> Exercise 1
Using the Diaphora post, answer the following:
(a) Where has the plugin now been published?
(b) In what language was the plugin developed?
(c) What share of serious researchers does the post say use IDA as their main tool?
::: Extracted text :::
Diaphora, a program diffing plugin for IDA Pro
UPDATE: The plugin is now published in GitHub.
Some weeks ago I started developing a binary diffing plugin for IDA Pro (in IDA Python) like Zynamics BinDiff, DarunGrim or Turbo Diff. The reasons to create one more (open source) plugin for such task are various, but the following are the main ones:
- We need an Open Source plugin/tool that is updated, maintained and easy to modify or adapt.
- The plugin should do much more than what the current ones do. It must offer much more functionality than previously existing ones.
- The plugin should be as deeply integrated in IDA as possible (because 99% of serious researchers use IDA as the main tool).
- The plugin must not be subject to big corporation’s desires (i.e., Google).
The plugin or tool I have more used and the one I liked the most was Zynamics BinDiff. However, after Google bought the company, updates to it are either too slow or non existent (you can check this issue and, my favourite, this one, where Google people tells to actually patch the binary and that, may be, they can have a real fix for the next week). Also, nobody can be sure Google is not going to finally kill the product making it exclusively a private tool (i.e., only for Google) or simply killing it because they don’t want to support it for a reason (like it killed GoogleCode or other things before). Due to this reason, because I like no current open source plugins for bindiffing and, also, because they lack most of the features that, on my mind, a decent todays binary diffing tool should have, I decided to create one of mine: Diaphora.
:::
> Exercise 2
Echo the listing from the line containing "Question. In the picture above, identify the fingernail" up to and including the line containing "[(53, 133), (272, 52)]".
::: Supplied records :::
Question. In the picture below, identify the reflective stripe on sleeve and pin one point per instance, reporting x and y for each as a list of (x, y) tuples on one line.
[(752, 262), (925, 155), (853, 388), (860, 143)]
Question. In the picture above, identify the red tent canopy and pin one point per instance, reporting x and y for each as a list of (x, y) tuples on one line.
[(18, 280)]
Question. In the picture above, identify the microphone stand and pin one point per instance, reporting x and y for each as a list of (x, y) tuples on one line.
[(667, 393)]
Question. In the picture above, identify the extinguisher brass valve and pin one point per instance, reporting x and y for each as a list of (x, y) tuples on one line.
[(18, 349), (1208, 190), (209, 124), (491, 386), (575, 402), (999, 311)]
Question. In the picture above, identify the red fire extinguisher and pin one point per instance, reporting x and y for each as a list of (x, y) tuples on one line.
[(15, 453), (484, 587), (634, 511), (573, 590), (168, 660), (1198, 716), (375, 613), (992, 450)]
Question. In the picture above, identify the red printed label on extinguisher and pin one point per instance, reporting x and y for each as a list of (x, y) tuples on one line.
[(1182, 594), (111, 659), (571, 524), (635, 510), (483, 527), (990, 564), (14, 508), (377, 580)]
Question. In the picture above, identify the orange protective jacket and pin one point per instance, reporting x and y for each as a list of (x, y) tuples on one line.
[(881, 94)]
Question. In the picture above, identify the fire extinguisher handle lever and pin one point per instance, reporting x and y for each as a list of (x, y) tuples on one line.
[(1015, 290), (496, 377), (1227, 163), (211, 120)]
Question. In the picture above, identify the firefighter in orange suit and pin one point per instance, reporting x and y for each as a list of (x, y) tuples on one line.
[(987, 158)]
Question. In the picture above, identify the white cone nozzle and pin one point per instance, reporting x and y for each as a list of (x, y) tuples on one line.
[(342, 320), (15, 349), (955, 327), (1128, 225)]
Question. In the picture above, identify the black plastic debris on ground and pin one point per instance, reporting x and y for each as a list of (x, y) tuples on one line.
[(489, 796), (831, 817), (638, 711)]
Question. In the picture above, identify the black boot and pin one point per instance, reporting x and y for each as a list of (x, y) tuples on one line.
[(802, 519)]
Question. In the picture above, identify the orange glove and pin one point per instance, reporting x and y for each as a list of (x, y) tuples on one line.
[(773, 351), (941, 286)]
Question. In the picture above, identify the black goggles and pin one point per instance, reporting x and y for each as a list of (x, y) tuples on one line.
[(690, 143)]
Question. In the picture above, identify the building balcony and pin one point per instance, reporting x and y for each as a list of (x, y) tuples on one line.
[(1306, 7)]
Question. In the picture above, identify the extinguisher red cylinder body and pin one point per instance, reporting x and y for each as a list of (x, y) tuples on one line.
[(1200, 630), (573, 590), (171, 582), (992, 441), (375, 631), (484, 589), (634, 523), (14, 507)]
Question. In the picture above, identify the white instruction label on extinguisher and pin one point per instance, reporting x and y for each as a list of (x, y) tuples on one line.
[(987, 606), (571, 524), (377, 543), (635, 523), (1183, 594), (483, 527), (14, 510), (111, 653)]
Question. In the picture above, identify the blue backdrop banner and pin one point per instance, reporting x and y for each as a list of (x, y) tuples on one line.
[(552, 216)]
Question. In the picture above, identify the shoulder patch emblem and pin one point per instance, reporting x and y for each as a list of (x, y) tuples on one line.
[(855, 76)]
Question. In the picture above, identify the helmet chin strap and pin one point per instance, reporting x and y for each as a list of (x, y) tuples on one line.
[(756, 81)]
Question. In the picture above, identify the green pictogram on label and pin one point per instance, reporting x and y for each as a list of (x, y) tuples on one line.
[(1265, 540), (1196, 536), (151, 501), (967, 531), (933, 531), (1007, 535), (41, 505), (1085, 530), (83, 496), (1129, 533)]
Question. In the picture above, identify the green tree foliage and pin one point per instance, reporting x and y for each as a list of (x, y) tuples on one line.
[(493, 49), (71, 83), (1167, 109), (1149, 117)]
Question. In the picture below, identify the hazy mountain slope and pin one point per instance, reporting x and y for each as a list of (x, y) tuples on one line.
:::
::: Supplied records :::
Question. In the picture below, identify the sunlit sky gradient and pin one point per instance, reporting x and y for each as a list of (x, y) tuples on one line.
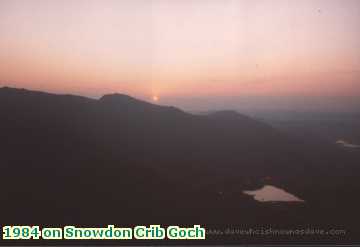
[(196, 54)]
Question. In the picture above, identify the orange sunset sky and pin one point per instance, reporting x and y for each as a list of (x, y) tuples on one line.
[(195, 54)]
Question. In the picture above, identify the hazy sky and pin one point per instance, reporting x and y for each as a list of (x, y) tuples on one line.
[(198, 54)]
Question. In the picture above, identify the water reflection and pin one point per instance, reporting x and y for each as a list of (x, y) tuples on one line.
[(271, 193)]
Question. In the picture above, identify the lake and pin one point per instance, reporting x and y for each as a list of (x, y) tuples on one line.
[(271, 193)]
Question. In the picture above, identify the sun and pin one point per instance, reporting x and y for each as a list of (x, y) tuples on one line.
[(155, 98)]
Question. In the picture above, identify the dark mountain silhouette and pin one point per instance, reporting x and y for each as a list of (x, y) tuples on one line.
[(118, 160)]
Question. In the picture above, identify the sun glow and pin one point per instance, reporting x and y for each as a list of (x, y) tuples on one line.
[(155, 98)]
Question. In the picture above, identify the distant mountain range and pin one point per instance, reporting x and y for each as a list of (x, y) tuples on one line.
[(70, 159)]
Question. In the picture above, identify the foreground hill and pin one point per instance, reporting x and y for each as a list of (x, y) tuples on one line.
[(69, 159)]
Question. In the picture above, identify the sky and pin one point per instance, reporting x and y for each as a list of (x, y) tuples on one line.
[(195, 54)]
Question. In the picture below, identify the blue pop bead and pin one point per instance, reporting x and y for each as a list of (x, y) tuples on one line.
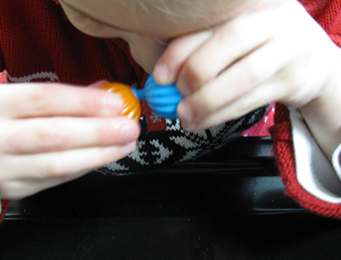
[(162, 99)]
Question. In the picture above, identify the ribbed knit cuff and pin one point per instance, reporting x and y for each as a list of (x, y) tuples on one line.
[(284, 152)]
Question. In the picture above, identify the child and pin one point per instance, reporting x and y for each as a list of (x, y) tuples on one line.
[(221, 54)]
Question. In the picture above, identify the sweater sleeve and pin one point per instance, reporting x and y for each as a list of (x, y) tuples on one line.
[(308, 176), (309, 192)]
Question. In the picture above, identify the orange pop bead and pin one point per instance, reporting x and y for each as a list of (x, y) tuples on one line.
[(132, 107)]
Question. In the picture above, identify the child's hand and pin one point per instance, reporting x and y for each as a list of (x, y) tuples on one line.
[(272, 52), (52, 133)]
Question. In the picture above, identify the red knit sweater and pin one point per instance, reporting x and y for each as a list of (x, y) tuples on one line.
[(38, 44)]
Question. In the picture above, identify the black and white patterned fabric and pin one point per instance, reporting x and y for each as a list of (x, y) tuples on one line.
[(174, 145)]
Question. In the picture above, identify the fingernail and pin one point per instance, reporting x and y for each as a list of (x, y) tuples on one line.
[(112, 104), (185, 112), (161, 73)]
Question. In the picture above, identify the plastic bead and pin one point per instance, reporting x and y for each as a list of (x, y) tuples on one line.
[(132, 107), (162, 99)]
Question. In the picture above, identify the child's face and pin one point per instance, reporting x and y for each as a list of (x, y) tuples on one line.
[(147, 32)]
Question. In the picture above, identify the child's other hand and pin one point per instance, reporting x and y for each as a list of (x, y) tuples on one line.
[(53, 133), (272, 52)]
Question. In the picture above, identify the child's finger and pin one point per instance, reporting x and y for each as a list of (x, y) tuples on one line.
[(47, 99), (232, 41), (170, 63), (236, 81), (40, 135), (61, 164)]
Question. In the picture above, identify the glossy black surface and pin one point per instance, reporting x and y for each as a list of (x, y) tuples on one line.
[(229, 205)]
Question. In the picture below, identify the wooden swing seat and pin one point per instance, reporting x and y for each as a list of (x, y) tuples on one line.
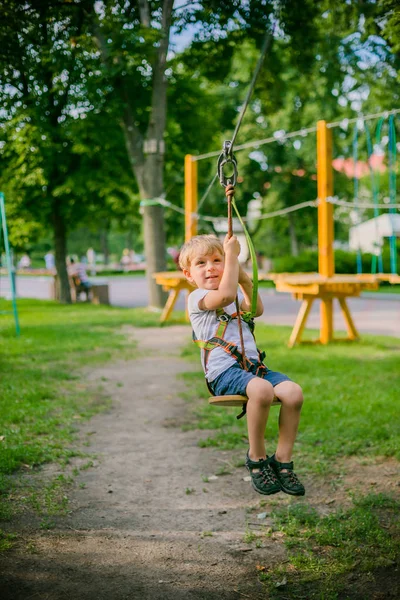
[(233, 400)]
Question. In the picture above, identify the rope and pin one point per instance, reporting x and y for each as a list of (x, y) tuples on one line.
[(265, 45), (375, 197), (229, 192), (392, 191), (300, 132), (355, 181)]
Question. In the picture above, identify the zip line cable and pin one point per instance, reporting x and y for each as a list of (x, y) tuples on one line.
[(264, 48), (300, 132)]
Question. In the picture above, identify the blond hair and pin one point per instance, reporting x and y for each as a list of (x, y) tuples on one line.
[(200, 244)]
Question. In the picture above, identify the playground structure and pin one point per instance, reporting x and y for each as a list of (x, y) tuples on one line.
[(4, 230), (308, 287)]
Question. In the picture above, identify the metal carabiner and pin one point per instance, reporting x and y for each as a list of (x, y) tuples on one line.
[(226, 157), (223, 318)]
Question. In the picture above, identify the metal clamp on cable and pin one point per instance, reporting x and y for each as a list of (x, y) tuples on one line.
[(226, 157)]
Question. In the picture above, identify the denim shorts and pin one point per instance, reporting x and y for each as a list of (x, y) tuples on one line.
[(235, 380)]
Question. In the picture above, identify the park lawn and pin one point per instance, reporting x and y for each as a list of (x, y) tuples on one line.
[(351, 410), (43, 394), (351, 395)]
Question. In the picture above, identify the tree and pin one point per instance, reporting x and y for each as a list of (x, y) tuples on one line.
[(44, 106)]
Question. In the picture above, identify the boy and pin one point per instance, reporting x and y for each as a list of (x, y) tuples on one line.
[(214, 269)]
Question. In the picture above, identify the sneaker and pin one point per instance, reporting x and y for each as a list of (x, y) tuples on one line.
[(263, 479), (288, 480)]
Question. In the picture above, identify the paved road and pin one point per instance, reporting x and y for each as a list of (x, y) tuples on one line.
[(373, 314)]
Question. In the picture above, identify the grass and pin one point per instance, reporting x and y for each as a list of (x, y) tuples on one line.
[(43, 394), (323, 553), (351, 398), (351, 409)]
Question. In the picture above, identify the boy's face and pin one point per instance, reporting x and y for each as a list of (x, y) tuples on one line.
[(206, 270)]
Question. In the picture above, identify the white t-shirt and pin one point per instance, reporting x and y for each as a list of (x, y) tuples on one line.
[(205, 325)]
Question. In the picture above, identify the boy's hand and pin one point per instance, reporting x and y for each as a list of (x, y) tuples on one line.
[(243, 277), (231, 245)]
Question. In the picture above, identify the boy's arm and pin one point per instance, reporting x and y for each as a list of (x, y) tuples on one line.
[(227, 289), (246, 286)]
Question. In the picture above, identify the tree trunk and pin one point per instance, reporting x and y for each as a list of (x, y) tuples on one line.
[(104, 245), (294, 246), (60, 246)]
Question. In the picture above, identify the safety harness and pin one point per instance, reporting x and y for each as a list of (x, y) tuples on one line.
:::
::: Supplied records :::
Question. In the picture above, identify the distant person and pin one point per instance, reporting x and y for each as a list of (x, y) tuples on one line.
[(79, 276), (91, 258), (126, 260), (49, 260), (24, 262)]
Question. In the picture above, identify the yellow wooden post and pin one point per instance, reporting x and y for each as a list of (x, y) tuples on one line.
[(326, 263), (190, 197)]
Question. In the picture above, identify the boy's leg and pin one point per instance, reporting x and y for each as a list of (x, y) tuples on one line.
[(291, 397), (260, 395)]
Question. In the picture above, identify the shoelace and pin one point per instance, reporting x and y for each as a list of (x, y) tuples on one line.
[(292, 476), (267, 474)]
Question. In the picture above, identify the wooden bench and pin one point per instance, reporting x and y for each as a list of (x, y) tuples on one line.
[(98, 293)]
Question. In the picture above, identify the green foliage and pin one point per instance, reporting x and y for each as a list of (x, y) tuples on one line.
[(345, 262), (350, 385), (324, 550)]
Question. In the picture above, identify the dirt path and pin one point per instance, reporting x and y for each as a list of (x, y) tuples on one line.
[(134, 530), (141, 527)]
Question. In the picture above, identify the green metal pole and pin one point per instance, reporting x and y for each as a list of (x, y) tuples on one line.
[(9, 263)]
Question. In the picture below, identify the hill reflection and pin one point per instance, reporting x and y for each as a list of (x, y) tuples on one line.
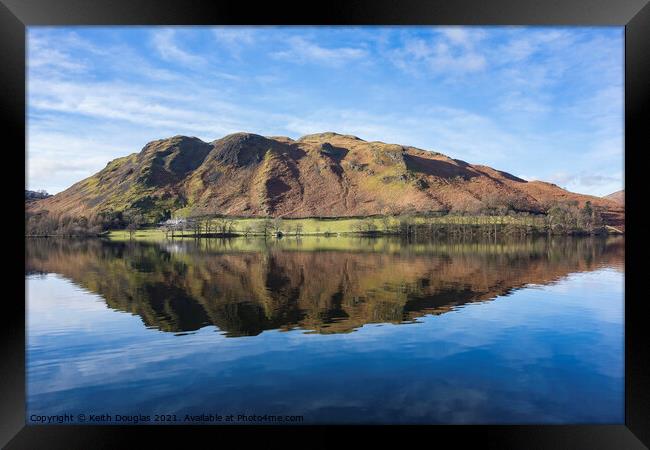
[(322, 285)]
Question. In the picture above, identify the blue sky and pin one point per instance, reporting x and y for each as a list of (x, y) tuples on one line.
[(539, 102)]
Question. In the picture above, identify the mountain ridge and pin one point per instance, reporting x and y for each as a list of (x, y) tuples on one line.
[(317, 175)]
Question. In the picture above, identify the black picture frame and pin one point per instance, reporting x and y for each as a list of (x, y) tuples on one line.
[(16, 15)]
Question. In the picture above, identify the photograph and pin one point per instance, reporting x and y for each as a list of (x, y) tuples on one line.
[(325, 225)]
:::
> Full response 1
(a) GitHub
(b) IDA Python
(c) 99%

> Full response 2
Question. In the picture above, identify the fingernail and pin one point per instance, reporting x and y for each as a list of (x, y) tuples on one line.
[(112, 104), (185, 112), (161, 73)]
Question. In the picture above, identify the plastic bead and pin one point per instance, reporting x and y for each as a list of (x, y) tuples on one line.
[(132, 107), (162, 99)]
Question. In the picture above, identify the child's face and pin one point per instance, reporting x and y for each as a list of (x, y) tuples on one line.
[(147, 32)]
Question. In the picture above, identify the child's other hand and pin one point per instance, reporting x and y for each as a list of (x, y) tuples on one line.
[(53, 133), (272, 52)]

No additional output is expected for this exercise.